阅读材料:

---

LlamaIndex官方年度巨献：高清大图纵览高级 RAG技术，强烈推荐收藏 - 文章 - 开发者社区

近日，L lamaindex官方博客重磅发布了一篇博文《 A Cheat Sheet and Some Recipes For Building Advanced RAG 》，通过一张图给开发者总结了当下主流的高级 RAG 技术，帮助应对复杂的生产场景需要。

picture.image

矢量图高清版本点击阅读原文获取。

以下是LlamaIndex从基本RAG到高级RAG迭代的文字介绍

基础 RAG

目前主流 RAG 技术包括从外部知识库检索文档，并将这些文档和用户的查询一起传递给 LLM 以生成响应。换言之，RAG 包括一个检索组件、一个外部知识库和一个生成组件。

LlamaIndex 实现基本 RAG 示例：

from llama_index import SimpleDirectoryReader, VectorStoreIndex  
  
# load data  
documents = SimpleDirectoryReader(input_dir="...").load_data()  
  
# build VectorStoreIndex that takes care of chunking documents  
# and encoding chunks to embeddings for future retrieval  
index = VectorStoreIndex.from_documents(documents=documents)  
  
# The QueryEngine class is equipped with the generator  
# and facilitates the retrieval and generation steps  
query_engine = index.as_query_engine()  
  
# Use your Default RAG  
response = query_engine.query("A user's query")

RAG应用成功** 标准**

要使 RAG 系统被认为是成功的（从为用户问题提供有用和相关答案的意义上来说），实际上需要满足以下两个深层次的要求：

检索必须能够找到与用户查询最相关的文档。
生成必须能够很好地利用检索到的文档来充分回答用户的查询。

而高级 RAG技术其实就是要应用（检索或生成组件的）更复杂的技术和策略，以确保最终满足这些要求。此外，还可以将这些复杂的技术分为两种：一种是独立于（或多或少）另一种成功要求的技术，另一种是同时满足这两种要求的技术。

高级检索技术必须能够找到与用户查询最相关的文档

下面我们简要介绍几种有助于实现第一个成功要求的更先进技术。

1.块大小优化（Chunk-Size Optimization）：由于 LLM 受上下文长度的限制，因此在建立外部知识库时有必要对文档进行分块。分块过大或过小都会给生成组件带来影响，导致响应不准确。

---

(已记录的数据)
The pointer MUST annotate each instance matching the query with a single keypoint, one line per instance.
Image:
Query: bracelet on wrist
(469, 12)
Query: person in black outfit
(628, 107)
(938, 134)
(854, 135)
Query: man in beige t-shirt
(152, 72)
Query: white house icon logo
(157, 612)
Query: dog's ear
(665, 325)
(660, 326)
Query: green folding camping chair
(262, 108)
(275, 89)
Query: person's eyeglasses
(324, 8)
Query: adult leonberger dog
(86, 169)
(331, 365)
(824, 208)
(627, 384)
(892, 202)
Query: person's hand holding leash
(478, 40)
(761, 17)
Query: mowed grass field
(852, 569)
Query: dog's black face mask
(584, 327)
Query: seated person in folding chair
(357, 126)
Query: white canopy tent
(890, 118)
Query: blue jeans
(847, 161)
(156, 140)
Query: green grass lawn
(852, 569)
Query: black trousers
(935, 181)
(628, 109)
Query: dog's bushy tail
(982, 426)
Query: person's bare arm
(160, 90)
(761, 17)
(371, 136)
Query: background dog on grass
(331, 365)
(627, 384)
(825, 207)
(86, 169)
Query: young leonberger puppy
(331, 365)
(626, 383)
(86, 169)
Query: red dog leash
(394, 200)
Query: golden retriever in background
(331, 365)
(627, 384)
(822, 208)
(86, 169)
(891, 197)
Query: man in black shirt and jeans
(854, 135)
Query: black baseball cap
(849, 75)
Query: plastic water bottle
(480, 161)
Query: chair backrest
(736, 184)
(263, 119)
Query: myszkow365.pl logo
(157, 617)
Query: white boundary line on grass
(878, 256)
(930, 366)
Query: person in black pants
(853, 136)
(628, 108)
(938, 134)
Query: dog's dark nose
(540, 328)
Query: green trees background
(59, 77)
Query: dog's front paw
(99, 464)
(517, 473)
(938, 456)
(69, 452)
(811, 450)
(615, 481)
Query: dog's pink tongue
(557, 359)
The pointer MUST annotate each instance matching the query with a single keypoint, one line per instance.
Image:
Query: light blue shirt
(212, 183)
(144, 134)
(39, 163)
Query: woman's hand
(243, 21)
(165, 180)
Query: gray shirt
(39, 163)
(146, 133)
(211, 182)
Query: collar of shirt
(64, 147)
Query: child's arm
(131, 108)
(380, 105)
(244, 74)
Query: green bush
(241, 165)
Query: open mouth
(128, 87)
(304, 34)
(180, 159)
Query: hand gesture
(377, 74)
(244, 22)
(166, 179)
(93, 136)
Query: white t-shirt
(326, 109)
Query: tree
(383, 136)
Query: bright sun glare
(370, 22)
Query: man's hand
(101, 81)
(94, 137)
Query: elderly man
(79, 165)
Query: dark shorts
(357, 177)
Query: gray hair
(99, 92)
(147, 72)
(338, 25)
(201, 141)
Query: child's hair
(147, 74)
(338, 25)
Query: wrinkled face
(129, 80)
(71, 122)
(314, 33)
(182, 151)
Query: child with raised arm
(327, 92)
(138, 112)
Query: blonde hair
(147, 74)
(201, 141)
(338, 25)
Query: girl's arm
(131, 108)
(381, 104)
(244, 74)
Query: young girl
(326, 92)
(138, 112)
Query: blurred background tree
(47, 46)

---

练习题目: 请接着介绍高级 RAG 技术的那篇文章，从其最后一句之后续写下去。

参考答案:
LlamaIndex块大小优化示例：


          
from llama_index import ServiceContext
          
from llama_index.param_tuner.base import ParamTuner, RunResult
          
from llama_index.evaluation import SemanticSimilarityEvaluator, BatchEvalRunner
          

          
### Recipe
          
### Perform hyperparameter tuning as in traditional ML via grid-search
          
### 1. Define an objective function that ranks different parameter combos
          
### 2. Build ParamTuner object
          
### 3. Execute hyperparameter tuning with ParamTuner.tune()
          

          
# 1. Define objective function
          
def objective_function(params_dict):
          
    chunk_size = params_dict["chunk_size"]
          
    docs = params_dict["docs"]
          
    top_k = params_dict["top_k"]
          
    eval_qs = params_dict["eval_qs"]
          
    ref_response_strs = params_dict["ref_response_strs"]
          

          
    # build RAG pipeline
          
    index = _build_index(chunk_size, docs)  # helper function not shown here
          
    query_engine = index.as_query_engine(similarity_top_k=top_k)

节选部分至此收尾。